### Saved entries

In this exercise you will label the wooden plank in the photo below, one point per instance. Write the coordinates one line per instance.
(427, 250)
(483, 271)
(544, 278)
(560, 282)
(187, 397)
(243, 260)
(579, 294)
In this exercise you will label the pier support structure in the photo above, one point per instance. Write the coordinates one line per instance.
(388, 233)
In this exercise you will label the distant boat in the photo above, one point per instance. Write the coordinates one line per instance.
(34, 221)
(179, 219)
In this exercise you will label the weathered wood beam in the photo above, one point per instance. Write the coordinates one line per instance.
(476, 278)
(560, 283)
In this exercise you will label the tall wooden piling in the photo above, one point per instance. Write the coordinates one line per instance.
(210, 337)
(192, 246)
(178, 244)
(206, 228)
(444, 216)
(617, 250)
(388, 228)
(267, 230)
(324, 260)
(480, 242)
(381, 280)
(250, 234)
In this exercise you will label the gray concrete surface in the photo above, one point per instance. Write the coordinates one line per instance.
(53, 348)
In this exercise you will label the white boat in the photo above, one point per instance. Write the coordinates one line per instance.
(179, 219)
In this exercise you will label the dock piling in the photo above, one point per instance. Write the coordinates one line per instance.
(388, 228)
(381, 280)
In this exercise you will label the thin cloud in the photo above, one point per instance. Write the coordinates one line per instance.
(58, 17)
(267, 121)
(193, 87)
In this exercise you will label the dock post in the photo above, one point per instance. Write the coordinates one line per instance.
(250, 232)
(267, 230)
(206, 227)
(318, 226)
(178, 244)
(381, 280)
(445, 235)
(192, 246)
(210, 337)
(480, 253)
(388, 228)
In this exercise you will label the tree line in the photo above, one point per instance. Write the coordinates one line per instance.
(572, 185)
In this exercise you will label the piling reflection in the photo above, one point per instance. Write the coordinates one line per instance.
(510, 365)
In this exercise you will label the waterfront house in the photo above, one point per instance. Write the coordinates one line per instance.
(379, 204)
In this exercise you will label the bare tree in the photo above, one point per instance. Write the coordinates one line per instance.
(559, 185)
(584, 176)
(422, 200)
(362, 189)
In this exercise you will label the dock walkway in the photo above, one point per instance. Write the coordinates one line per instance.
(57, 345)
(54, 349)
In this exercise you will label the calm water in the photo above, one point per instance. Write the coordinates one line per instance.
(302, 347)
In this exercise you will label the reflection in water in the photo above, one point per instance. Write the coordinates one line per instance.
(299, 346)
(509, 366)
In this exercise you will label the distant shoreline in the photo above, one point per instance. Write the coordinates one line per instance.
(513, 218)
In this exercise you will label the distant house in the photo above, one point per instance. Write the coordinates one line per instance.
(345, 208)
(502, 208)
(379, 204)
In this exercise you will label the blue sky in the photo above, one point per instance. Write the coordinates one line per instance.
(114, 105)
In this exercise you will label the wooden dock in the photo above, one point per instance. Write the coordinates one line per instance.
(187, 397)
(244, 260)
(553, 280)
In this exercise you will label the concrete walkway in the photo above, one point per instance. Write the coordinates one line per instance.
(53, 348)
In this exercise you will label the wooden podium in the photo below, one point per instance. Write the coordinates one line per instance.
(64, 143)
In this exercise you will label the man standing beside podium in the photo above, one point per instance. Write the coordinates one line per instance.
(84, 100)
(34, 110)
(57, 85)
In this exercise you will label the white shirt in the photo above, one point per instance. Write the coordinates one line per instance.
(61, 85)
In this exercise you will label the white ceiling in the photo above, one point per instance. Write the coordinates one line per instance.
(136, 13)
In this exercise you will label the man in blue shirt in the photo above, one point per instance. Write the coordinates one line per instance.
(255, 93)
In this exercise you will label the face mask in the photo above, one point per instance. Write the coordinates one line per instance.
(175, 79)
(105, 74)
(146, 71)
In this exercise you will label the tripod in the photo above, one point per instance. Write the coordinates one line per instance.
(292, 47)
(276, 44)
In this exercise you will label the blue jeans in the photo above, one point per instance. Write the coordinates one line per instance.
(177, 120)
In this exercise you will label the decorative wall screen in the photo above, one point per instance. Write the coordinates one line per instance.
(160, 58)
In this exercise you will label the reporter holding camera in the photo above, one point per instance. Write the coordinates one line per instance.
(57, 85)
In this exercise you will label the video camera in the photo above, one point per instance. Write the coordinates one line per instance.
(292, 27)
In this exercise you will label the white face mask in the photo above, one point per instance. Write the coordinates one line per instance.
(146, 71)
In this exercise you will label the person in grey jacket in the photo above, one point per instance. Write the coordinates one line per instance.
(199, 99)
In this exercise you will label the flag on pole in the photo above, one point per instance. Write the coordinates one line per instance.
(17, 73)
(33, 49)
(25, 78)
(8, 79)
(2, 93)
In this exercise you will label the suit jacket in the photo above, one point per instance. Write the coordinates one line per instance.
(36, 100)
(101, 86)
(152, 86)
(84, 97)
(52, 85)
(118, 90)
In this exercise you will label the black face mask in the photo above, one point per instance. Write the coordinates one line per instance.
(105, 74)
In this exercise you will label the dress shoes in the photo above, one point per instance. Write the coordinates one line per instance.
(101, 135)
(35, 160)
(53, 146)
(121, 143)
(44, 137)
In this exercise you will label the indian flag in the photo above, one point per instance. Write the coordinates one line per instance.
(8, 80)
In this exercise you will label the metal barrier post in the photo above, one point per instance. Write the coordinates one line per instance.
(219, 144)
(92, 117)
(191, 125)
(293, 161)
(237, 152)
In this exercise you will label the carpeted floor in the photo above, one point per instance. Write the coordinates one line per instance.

### About this task
Set down each entry above again exactly as it reads.

### Solution
In this exercise you will label the wooden plank in the photo below, one point per instance. Write the coordinates one line per instance.
(427, 250)
(483, 271)
(544, 278)
(560, 282)
(187, 397)
(243, 260)
(579, 294)
In this exercise you will label the pier support structure in the photo above, one point per instance. Write the coordinates one line per instance.
(388, 233)
In this exercise you will label the distant boat in the photo above, one point per instance. Write the coordinates one line per instance.
(34, 221)
(179, 219)
In this exercise you will label the weathered wood beam in the photo above, one point per instance. Write the coordinates one line per instance.
(476, 278)
(560, 283)
In this exercise you will label the tall wooden piling in the photo above, one point per instance. Write the coordinates one line per instance.
(210, 337)
(192, 246)
(178, 244)
(206, 228)
(444, 216)
(617, 250)
(388, 228)
(267, 230)
(324, 260)
(480, 242)
(381, 280)
(250, 234)
In this exercise you will label the gray concrete surface in the photo above, one point per instance. Write the coordinates one line per instance.
(53, 348)
In this exercise you will label the white boat in the photo above, one point per instance. Write the coordinates one line per instance.
(179, 219)
In this exercise you will label the dock piling in the photo above, one point per instance. Write the coordinates one line per instance.
(388, 228)
(381, 280)
In this exercise you will label the thin cloud in the photo above, one point per instance. Write the coordinates one line per instance.
(58, 17)
(267, 121)
(193, 87)
In this exercise you will label the dock post in the photo above, one point per instance. Write the coordinates one line per instance.
(250, 232)
(267, 230)
(206, 227)
(318, 226)
(178, 244)
(381, 280)
(445, 235)
(192, 246)
(210, 337)
(480, 253)
(388, 228)
In this exercise you will label the tree line in the photo above, one point per instance. Write the coordinates one line per instance.
(572, 185)
In this exercise you will label the piling reflection in the photo above, one point per instance. Write the coordinates one line per instance.
(510, 365)
In this exercise you will label the waterfront house in the photo above, one point per instance. Write the coordinates one line per instance.
(379, 204)
In this exercise you will label the bare tree in the photo above, one point per instance. Write the coordinates one line per instance.
(559, 185)
(584, 176)
(422, 200)
(362, 189)
In this exercise you will label the dock walkway in the photo above, one point per instance. Write the coordinates one line per instance.
(57, 345)
(54, 349)
In this exercise you will label the calm water in the photo above, one point per instance. Write the coordinates one line per instance.
(302, 347)
In this exercise you will label the reflection in water in the photo above, one point per instance. Write the coordinates one line per instance.
(299, 346)
(509, 366)
In this exercise you will label the distant shoreline in the photo above, one point per instance. Write the coordinates one line per instance.
(513, 218)
In this exercise you will label the distant house in the photo above, one point per instance. Write the coordinates one line per instance.
(345, 208)
(502, 208)
(379, 204)
In this exercise you will label the blue sky in the photo above, one point per instance. Write the coordinates one line per instance.
(114, 105)
In this exercise you will label the wooden dock in the photo above, one point per instance. Write the coordinates one line per instance.
(187, 397)
(244, 260)
(553, 280)
In this exercise you will label the concrete walkway in the photo above, one point per instance. Write the coordinates one line per instance.
(53, 348)
In this exercise you will label the wooden podium in the photo below, one point per instance. Write the coordinates one line per instance.
(64, 143)
In this exercise you will label the man standing beside podium in the photo above, one point per instance. Write the coordinates one line per instance.
(84, 100)
(34, 110)
(57, 85)
In this exercise you will label the white shirt in the photo above, one point per instance. Write the coordinates one line per instance.
(61, 85)
In this exercise you will label the white ceiling in the photo above, one point per instance. Write the coordinates one line per instance.
(136, 13)
In this exercise you will label the man in blue shirt in the photo above, one point per instance. Write the coordinates one line per instance.
(255, 93)
In this exercise you will label the face mask in the photo above, one point per instance. Write the coordinates one line per instance.
(175, 79)
(105, 74)
(146, 71)
In this exercise you will label the tripod in the photo above, one point per instance. Write the coordinates one line per instance.
(292, 47)
(276, 44)
In this exercise you will label the blue jeans in the photo above, one point per instance. Write the coordinates one line per instance.
(177, 120)
In this exercise you will label the decorative wall screen in the photo above, one point per instance. Write the coordinates one line per instance.
(160, 58)
In this exercise you will label the reporter holding camera in the photo above, one point per instance. Write the coordinates one line per instance.
(57, 85)
In this exercise you will label the video camera in the photo above, one point per instance. Write the coordinates one line per instance.
(292, 27)
In this exercise you will label the white face mask in the photo above, one point per instance. Write the coordinates one line per instance.
(146, 71)
In this exercise you will label the person in grey jacket in the photo above, one point per instance. Write the coordinates one line per instance.
(199, 99)
In this exercise you will label the flag on pole in the photo above, one point per instance. Write the coordinates one line per instance.
(17, 73)
(33, 49)
(25, 78)
(8, 79)
(2, 93)
In this exercise you will label the suit jacket in the photo above, one point per instance. Write the coordinates one line per instance.
(36, 100)
(101, 86)
(152, 86)
(84, 97)
(52, 85)
(118, 90)
In this exercise you will label the black face mask in the photo above, one point per instance. Write the coordinates one line per instance.
(105, 74)
In this exercise you will label the dress shoes in the photo above, one point per instance. Write the coordinates one line per instance.
(101, 135)
(35, 160)
(53, 146)
(121, 143)
(44, 137)
In this exercise you will label the indian flag in the photo above, one point per instance. Write the coordinates one line per instance.
(8, 80)
In this exercise you will label the metal barrier post in the photo above, one point per instance. Write the coordinates one line per instance.
(219, 144)
(92, 117)
(191, 125)
(293, 161)
(237, 152)
In this exercise you will label the carpeted floor in the photo above, one point per instance. Write the coordinates one line per instance.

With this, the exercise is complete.